- [Short exercise] Exactly and only the lines from the one with "If you could point to the tree" through the end of the listing are to be transcribed, both ends included.

:: Rows ::

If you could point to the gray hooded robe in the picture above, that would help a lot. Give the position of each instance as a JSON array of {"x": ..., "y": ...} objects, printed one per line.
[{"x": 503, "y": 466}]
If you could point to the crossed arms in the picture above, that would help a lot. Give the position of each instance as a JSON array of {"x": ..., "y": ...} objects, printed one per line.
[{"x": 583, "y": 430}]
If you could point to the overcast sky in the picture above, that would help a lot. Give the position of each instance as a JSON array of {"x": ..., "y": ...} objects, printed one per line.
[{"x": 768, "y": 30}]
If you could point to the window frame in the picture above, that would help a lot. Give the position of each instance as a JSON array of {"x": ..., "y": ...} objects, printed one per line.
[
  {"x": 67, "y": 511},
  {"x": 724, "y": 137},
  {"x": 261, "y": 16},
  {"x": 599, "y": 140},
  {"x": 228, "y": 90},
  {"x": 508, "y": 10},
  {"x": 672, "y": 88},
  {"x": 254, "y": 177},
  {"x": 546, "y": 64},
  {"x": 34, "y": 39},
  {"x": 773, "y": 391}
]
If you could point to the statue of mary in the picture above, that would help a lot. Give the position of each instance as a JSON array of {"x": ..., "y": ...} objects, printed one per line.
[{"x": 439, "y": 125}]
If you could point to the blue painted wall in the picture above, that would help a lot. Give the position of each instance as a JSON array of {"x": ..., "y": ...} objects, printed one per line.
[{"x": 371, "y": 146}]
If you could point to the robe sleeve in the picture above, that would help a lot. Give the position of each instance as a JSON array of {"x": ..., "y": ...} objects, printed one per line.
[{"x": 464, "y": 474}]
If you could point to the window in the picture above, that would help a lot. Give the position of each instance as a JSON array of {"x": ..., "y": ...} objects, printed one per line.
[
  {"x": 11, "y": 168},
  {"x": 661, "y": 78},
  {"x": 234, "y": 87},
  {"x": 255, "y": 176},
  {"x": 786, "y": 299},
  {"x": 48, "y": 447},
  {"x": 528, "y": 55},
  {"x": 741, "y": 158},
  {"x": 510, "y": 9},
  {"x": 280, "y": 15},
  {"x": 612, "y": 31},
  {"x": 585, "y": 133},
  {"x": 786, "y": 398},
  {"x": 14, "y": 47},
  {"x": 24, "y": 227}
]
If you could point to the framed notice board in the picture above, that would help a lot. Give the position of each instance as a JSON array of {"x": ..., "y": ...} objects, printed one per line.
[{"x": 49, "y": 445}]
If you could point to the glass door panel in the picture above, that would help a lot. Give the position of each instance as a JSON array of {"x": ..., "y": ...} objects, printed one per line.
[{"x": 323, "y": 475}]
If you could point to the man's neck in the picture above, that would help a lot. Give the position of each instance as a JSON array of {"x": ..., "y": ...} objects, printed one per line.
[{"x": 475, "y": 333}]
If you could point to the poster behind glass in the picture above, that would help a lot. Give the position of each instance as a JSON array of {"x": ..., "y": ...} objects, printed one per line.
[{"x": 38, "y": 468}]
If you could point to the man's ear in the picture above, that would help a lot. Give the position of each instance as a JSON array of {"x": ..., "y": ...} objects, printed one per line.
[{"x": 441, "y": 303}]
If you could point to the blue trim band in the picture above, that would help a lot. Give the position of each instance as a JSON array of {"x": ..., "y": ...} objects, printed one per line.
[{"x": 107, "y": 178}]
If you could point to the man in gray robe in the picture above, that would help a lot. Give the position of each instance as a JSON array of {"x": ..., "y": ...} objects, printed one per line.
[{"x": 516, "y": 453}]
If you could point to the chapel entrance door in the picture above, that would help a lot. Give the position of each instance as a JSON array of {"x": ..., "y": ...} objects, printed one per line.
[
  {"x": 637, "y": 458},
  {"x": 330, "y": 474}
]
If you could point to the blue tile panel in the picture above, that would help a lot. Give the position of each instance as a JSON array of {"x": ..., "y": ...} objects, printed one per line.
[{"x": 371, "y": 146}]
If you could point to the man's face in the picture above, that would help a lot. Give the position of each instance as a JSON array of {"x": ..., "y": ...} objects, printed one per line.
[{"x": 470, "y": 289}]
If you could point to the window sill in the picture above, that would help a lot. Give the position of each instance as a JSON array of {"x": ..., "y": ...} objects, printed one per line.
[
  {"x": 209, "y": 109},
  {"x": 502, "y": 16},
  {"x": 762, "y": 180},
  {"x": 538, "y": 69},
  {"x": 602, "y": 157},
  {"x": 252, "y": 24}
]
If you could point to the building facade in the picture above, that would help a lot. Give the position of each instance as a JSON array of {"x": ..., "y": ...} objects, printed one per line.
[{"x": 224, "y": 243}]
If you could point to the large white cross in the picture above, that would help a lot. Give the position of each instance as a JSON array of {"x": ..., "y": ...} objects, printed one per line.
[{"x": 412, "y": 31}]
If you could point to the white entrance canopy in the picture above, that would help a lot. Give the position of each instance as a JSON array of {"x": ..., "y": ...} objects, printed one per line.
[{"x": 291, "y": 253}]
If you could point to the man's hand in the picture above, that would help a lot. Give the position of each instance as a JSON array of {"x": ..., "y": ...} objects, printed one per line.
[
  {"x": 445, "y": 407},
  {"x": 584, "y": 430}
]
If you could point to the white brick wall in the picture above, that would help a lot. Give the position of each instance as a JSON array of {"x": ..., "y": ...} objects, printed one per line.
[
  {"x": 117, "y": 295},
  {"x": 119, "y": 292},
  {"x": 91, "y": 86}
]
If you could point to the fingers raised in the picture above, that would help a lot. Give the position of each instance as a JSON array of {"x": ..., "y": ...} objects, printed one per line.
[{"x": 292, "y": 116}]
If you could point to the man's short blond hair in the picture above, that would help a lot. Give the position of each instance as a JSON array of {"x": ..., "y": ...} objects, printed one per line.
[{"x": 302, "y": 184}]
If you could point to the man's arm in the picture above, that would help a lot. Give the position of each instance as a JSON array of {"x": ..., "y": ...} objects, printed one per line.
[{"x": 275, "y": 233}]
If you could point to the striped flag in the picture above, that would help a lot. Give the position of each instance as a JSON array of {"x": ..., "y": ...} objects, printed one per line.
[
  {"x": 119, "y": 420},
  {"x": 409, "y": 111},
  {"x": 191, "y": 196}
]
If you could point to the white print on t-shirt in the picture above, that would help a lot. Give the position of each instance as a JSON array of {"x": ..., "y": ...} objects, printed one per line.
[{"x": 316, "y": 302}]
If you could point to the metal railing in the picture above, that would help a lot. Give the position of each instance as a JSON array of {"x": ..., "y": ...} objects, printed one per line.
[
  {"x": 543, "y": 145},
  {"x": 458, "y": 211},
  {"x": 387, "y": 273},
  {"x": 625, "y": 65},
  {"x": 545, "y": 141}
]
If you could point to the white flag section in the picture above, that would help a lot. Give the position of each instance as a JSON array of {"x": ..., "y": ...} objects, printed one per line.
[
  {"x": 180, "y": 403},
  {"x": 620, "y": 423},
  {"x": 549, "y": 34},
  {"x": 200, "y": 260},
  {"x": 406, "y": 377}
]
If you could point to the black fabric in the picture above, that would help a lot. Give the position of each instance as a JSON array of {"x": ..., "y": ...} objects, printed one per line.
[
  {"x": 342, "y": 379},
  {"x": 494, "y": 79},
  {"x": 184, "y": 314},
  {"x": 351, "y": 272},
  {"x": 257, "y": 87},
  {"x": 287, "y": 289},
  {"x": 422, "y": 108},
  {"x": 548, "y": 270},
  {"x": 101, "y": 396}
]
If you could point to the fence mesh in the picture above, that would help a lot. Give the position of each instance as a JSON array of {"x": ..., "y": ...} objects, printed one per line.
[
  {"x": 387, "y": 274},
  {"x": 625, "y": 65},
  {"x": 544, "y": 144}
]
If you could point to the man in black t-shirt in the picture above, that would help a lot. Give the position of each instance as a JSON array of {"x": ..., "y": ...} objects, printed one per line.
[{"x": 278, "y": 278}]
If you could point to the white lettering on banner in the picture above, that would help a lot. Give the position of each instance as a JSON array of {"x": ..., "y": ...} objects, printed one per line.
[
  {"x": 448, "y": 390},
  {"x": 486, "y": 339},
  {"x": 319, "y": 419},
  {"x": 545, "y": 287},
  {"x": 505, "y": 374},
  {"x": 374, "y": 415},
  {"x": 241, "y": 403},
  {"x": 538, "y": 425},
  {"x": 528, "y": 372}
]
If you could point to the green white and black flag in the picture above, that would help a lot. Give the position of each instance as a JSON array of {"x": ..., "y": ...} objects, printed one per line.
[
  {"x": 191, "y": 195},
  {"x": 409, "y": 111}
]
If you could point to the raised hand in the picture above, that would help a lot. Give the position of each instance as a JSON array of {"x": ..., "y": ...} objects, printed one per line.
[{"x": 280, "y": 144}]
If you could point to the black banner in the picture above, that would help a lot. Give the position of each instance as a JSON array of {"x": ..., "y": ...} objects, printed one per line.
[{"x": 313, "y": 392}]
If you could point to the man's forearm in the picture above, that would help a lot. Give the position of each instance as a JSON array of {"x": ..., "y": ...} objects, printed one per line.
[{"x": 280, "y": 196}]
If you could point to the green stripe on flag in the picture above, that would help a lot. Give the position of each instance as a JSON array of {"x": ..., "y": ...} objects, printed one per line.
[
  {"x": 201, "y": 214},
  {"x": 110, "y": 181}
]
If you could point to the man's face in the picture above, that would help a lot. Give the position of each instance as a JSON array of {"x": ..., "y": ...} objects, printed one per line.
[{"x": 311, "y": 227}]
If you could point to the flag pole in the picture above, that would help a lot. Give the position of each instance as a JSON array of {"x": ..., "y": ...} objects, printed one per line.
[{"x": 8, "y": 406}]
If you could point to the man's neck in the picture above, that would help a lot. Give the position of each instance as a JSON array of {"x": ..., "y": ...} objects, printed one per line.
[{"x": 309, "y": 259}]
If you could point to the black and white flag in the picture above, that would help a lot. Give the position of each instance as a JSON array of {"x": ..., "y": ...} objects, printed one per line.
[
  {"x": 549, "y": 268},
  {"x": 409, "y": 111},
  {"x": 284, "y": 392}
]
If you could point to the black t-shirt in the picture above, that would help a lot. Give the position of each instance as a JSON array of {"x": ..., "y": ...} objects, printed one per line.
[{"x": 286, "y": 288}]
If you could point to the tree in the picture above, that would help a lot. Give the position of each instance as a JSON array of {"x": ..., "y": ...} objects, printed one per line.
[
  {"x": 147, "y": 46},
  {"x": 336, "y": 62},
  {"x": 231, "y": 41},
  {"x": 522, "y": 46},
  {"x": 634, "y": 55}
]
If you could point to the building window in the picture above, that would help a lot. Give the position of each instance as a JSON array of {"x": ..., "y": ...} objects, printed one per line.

:::

- [Result of this task]
If you could point to the tree in the picture above, that would help a lot. Give the position of each instance as a JSON array of {"x": ..., "y": ...} objects, printed one per line.
[
  {"x": 147, "y": 46},
  {"x": 336, "y": 62},
  {"x": 231, "y": 41},
  {"x": 522, "y": 46},
  {"x": 634, "y": 55}
]
If you could point to the building window in the picture above, that would help a lot. Give the position of each instance as a JSON array of {"x": ..., "y": ...} objects, printed one per line.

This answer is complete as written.